** Exercise brief **
In the text below on Jacob's dream at Bethel, set down word for word the portion starting at "But Jacob’s exclamation" and ending at "and the divine.".

Our reading from the Gospel and the Old Testament, both speak to this same inborn tendency that we have as human beings to filter out ambiguity, messiness, and complexity, and engage in what the American philosopher John Dewey (1859-1952) calls the “quest for certainty.” Take Jacob’s dream at Bethel. He lies down for good night’s sleep on his trusty pillow-rock and has a curious dream of angels ascending and descending on a ladder. And after God tells him how fruitful his offspring will be, the Lord speaks those astounding words of blessing, promise, and covenantal faithfulness: “Know that I am with you and will keep you wherever you go, and will bring you back to this land; for I will not leave you until I have done what I have promised you.” Powerful words when you are sleeping, seemingly alone, in the haunt of jackals. To know that God is with us no matter what, that God will keep us no matter where we go, and that the land--not as a geographical locale, but as the rich soil of the heart wherein is buried the pearl of great price--will never be taken away from us.
But Jacob’s exclamation at the end of the passage is equally astounding--”Surely, the Lord is in this place--and I did not know it! How awesome is this place! This is none other than the house of God, and this is the gate of heaven.” What Jacob is unfolding and proclaiming here is a fundamentally sacramental vision of reality, a mode of seeing and being in the world that is saturated, even over-saturated, with the presence of God. Angels ascending and descending on a ladder speak to the connection, conversation, and participation between so-called ordinary, everyday experience in the world and the divine.
And in a time of trial, it’s important to remind ourselves of, and practice, the innocent, open-hearted awe and wonder that Jacob embodies here. I actually use those famous lines throughout the day as little practice pointers/reminders for myself. Perhaps I’m stuck in traffic. Perhaps I’m fretting over the daily case counts. Perhaps the children after five months of familial bliss at home are finally getting on my last nerve. In those moments, the temptation is to say, “Surely, God is NOT in this place! Get me outta here!” But if we pause and say, “God is in this place. This is the gate of heaven,” we’re more likely to open to who and how God is actually working even in the midst of apparent absence. Inquiry begins. Perhaps we can open to the fact that our thoughts about how things should be, our requirements of the situation are what is separating us from noticing that even here, even now, even with our heads on a rock for a pillow, shivering ourselves to sleep on in the desert--THIS is the gate of heaven, the doorway to presence.

** Supplied records **

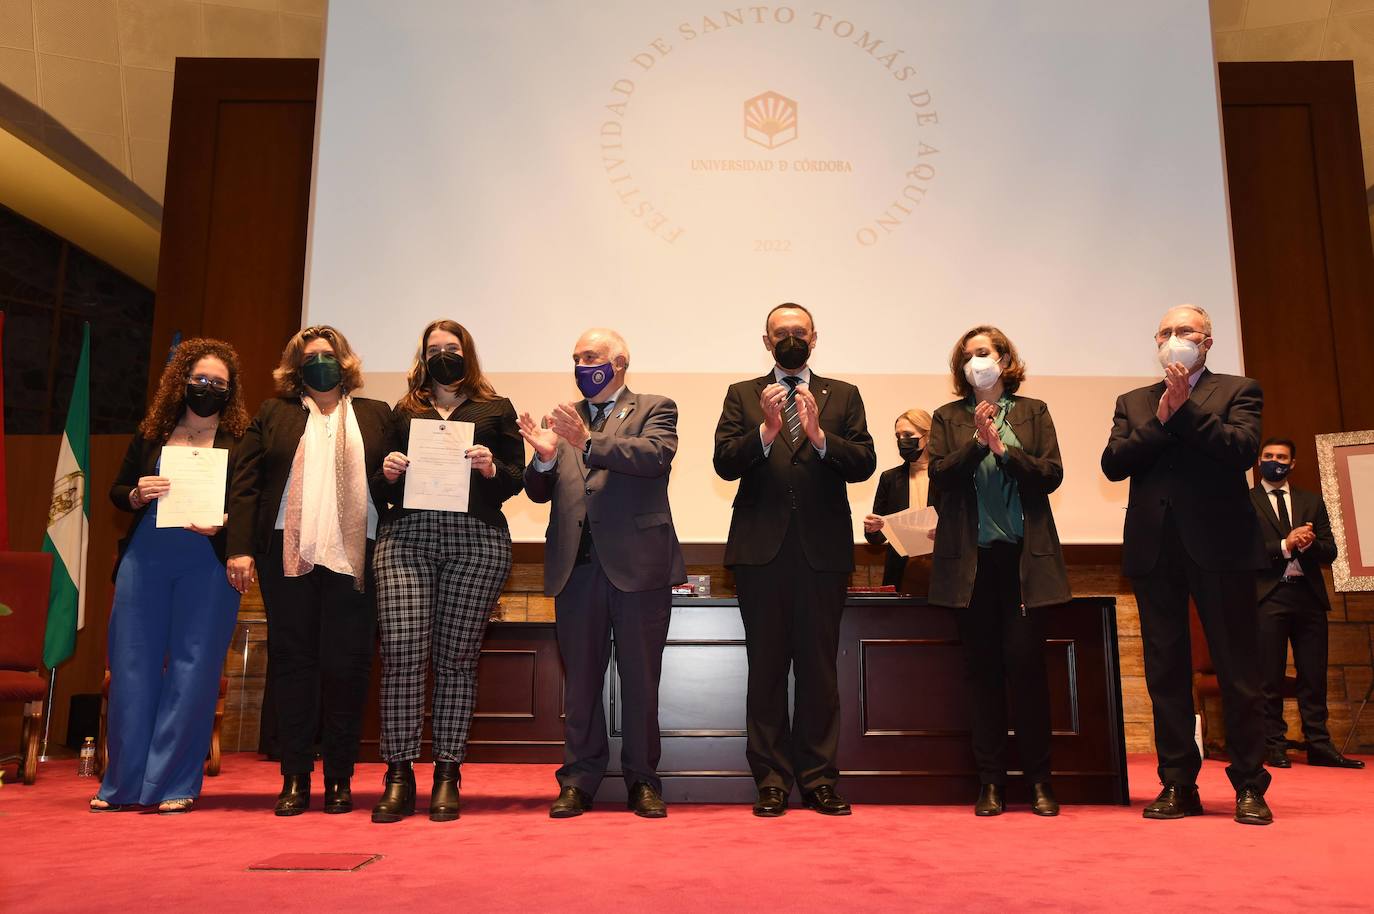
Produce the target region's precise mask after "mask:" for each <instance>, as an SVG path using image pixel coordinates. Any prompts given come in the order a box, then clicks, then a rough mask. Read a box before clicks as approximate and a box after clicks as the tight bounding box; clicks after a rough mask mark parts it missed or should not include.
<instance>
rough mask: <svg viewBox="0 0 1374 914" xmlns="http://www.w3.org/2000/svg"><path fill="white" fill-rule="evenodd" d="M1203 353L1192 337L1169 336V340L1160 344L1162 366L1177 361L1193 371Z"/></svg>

...

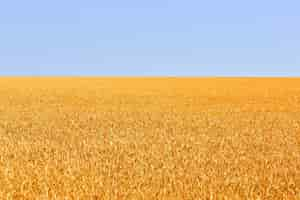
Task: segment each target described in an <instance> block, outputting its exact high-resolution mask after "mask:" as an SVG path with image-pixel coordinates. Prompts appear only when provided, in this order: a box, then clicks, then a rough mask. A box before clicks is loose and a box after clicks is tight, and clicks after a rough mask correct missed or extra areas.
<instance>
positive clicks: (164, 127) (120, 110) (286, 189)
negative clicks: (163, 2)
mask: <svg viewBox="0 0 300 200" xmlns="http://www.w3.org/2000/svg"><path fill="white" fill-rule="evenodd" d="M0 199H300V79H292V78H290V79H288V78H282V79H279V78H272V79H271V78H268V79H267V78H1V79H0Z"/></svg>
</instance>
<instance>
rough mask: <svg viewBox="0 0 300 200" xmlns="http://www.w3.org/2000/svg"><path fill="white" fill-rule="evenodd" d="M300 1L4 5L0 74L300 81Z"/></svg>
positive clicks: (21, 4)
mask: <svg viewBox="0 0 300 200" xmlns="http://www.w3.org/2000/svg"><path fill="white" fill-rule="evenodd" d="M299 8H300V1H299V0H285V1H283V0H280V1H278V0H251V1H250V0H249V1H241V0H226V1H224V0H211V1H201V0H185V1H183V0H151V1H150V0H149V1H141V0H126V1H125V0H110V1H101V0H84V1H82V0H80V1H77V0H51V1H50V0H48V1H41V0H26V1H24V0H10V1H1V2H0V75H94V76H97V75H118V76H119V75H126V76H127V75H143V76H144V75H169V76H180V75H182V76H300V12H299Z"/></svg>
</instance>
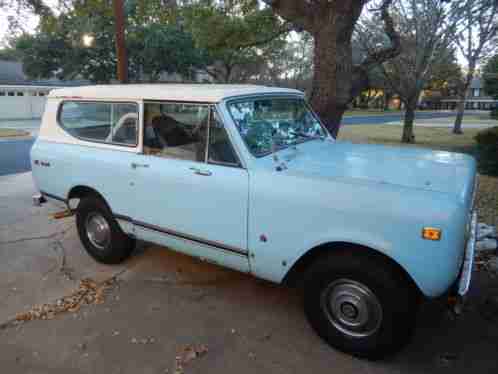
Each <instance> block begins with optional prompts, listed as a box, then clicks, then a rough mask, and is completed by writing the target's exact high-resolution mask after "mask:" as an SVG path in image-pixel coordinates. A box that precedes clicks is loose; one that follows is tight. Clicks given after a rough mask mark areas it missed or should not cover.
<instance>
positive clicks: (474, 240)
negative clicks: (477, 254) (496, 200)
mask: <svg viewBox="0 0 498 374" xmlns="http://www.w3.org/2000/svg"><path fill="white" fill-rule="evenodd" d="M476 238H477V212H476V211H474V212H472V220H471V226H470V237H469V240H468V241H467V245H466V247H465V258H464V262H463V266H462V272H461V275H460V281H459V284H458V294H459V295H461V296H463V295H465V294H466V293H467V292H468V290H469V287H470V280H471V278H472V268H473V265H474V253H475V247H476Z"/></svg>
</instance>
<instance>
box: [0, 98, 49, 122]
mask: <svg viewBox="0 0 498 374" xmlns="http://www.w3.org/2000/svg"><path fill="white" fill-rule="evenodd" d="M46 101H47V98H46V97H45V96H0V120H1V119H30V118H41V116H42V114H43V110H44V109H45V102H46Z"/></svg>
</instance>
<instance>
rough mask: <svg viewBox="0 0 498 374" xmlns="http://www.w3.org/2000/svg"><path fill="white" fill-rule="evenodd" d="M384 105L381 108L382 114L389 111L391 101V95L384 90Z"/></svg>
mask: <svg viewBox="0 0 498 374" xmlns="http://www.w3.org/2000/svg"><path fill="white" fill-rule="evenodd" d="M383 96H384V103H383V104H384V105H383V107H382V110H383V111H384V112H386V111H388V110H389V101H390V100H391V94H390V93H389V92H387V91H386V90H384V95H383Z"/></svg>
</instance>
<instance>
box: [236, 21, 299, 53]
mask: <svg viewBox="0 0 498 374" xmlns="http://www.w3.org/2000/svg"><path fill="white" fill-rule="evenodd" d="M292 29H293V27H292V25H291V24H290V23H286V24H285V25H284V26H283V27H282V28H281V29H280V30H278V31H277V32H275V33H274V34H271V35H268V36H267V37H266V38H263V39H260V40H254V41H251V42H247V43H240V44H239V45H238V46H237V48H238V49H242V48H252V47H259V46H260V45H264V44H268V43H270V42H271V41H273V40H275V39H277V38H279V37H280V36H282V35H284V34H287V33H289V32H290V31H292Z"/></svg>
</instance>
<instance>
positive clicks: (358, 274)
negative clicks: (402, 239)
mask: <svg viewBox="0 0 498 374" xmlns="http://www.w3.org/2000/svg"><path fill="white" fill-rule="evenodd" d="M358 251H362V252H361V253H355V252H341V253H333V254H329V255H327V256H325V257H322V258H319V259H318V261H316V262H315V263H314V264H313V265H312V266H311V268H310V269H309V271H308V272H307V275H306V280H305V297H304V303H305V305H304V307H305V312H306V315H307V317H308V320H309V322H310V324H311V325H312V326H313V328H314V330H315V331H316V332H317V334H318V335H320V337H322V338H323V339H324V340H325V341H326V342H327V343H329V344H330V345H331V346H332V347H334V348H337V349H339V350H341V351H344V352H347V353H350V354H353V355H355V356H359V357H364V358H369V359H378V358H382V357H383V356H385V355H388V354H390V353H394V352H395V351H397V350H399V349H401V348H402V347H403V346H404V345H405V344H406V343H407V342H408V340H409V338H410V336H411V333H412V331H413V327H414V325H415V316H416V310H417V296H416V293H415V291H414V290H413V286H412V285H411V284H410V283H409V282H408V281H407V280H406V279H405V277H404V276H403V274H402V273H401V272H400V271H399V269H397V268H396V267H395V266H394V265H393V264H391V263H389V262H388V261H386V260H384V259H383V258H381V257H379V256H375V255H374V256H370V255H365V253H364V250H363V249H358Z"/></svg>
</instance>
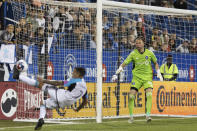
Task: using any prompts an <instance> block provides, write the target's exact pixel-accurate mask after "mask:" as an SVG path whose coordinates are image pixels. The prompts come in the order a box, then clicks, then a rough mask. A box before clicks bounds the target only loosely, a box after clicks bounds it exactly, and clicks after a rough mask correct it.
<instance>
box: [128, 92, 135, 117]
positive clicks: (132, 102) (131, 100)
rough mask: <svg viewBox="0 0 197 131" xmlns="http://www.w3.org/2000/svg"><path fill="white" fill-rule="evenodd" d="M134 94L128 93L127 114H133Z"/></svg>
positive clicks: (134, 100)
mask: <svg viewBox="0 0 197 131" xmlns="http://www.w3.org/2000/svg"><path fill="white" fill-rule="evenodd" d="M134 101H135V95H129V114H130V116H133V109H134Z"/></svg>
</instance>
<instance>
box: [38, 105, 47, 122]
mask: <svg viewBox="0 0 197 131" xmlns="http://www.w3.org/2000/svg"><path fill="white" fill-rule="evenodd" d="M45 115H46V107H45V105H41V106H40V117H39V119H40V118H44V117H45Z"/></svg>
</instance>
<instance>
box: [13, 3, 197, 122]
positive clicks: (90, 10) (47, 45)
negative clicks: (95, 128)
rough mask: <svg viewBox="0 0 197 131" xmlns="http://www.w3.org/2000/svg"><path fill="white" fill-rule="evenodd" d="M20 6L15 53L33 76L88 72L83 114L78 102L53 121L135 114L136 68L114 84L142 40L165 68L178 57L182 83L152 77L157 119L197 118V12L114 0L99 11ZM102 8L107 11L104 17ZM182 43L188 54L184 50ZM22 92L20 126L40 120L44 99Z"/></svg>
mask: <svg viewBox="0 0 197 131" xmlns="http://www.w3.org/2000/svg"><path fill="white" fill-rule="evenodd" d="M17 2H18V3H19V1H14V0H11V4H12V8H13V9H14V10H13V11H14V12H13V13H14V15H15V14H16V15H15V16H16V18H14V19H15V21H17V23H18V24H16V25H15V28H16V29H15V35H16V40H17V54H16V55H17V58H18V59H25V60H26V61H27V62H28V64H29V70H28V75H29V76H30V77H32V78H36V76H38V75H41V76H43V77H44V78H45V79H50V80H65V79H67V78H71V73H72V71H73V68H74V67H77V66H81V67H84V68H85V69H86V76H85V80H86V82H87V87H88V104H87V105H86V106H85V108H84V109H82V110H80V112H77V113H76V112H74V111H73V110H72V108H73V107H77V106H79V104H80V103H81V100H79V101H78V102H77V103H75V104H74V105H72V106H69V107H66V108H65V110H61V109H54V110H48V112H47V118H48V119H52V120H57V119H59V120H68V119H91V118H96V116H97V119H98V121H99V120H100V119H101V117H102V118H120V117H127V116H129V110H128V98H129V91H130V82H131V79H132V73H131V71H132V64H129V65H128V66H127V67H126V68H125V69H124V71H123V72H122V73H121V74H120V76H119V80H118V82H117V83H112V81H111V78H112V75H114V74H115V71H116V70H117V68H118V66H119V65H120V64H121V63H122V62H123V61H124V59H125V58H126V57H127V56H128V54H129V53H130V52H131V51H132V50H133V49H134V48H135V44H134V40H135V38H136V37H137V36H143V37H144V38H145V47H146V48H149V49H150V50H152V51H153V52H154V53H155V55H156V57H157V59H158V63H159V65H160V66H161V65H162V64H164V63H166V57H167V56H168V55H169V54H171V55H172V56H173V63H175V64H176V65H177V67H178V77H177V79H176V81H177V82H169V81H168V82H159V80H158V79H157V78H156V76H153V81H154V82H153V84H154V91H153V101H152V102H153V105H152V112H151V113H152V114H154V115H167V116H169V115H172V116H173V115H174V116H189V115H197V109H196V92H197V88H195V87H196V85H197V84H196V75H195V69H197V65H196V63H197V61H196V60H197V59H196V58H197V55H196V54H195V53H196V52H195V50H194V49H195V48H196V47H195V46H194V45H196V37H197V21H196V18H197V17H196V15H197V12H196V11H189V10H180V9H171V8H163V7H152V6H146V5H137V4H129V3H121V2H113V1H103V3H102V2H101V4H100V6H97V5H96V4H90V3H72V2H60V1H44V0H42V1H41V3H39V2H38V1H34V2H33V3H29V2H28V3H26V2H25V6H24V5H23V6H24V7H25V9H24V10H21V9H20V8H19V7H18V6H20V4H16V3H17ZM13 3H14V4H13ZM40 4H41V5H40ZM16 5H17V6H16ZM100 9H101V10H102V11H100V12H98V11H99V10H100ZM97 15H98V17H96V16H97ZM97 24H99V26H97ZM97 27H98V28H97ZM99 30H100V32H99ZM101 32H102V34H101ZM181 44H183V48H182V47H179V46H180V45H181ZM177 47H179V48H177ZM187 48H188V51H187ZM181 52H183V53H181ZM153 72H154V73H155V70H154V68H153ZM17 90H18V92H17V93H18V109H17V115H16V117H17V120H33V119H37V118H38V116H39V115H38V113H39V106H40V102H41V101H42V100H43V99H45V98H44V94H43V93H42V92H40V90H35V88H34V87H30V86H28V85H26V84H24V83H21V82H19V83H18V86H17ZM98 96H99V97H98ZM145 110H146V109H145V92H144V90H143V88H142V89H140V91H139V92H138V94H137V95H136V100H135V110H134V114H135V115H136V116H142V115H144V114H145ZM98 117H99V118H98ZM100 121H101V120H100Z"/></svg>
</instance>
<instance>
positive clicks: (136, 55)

* * *

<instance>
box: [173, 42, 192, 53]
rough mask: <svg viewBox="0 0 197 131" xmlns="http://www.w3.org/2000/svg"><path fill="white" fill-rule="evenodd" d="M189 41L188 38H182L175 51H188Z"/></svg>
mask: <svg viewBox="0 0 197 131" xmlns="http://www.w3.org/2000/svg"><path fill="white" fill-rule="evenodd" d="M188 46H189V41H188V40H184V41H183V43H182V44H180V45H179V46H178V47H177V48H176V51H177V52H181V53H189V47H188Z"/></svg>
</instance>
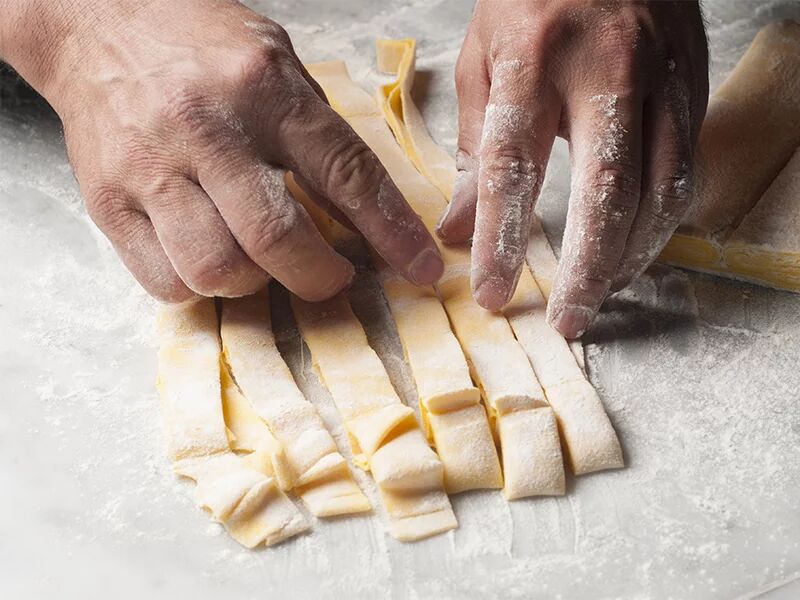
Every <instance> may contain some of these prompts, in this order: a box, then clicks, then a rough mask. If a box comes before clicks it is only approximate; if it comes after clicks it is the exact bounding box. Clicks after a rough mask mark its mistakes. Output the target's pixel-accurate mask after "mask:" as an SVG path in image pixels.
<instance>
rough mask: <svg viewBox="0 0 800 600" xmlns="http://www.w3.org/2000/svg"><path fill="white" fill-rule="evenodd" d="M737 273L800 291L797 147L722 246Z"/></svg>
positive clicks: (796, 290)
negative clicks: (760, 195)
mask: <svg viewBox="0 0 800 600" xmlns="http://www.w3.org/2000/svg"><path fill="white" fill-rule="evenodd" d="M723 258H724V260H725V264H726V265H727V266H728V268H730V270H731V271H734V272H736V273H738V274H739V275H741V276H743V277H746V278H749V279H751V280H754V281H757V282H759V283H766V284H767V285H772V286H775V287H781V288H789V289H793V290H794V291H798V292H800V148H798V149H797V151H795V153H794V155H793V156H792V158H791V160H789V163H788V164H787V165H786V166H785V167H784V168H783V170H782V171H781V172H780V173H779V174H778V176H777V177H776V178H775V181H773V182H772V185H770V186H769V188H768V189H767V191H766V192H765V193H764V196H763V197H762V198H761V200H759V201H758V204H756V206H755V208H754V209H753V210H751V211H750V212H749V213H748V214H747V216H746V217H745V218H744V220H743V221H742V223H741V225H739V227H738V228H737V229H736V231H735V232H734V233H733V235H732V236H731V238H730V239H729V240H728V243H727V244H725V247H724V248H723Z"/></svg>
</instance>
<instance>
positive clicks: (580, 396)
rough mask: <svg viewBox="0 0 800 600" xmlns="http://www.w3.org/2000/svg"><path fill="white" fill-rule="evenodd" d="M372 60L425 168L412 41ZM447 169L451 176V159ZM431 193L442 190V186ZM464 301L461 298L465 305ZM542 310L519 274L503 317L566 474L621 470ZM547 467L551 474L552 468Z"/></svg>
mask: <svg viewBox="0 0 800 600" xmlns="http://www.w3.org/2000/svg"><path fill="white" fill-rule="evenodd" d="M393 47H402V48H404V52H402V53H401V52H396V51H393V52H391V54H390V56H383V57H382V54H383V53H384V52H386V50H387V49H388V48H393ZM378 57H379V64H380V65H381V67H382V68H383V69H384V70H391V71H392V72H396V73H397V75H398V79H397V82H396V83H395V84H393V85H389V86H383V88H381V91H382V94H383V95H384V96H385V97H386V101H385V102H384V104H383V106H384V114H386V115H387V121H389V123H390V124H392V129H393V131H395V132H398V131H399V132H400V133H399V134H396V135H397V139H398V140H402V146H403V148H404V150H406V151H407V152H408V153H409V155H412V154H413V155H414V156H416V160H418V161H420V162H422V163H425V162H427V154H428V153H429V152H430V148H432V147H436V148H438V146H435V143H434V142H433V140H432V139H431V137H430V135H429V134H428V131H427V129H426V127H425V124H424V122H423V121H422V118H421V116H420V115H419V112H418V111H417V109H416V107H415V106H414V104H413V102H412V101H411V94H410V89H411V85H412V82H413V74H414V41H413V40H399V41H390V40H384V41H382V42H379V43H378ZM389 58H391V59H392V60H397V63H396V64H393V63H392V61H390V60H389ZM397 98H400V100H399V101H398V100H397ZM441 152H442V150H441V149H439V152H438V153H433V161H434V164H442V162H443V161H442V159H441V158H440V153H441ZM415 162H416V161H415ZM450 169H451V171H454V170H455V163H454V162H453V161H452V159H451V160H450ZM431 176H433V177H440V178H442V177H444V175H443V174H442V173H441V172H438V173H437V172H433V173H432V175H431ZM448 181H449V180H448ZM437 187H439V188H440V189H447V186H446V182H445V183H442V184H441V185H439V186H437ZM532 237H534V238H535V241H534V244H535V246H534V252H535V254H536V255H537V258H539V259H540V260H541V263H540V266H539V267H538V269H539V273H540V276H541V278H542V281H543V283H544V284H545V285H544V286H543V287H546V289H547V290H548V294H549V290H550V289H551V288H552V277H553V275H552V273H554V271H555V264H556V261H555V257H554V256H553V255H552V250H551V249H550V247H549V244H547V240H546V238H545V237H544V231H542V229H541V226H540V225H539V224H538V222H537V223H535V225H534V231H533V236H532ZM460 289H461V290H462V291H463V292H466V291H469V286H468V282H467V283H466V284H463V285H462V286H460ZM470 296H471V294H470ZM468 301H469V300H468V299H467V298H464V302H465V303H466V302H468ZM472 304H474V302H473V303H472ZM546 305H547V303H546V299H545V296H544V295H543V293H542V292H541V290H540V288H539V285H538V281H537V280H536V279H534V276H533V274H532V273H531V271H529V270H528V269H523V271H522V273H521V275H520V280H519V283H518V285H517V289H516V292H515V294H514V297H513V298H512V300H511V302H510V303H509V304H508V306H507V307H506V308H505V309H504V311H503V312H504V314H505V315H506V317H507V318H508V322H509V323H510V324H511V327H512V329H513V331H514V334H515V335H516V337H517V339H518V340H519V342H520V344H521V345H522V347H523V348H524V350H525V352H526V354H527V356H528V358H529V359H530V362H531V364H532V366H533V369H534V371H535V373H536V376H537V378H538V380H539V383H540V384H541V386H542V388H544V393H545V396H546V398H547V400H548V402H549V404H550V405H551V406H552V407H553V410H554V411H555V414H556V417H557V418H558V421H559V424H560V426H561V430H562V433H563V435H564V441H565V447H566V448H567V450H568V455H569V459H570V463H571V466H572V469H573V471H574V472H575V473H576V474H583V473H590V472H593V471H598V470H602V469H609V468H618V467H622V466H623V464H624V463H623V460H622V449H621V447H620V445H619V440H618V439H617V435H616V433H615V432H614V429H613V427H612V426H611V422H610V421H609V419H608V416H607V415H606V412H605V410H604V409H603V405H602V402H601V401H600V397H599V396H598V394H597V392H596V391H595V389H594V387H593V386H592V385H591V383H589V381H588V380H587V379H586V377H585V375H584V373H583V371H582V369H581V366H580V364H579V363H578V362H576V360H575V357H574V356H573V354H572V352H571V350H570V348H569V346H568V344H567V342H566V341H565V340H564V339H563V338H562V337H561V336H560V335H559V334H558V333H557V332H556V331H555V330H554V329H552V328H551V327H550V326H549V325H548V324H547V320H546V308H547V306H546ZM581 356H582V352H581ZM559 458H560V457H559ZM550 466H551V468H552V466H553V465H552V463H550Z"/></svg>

** Task result **
But Jacob’s exclamation at the end of the passage is equally astounding--”Surely, the Lord is in this place--and I did not know it! How awesome is this place! This is none other than the house of God, and this is the gate of heaven.” What Jacob is unfolding and proclaiming here is a fundamentally sacramental vision of reality, a mode of seeing and being in the world that is saturated, even over-saturated, with the presence of God. Angels ascending and descending on a ladder speak to the connection, conversation, and participation between so-called ordinary, everyday experience in the world and the divine.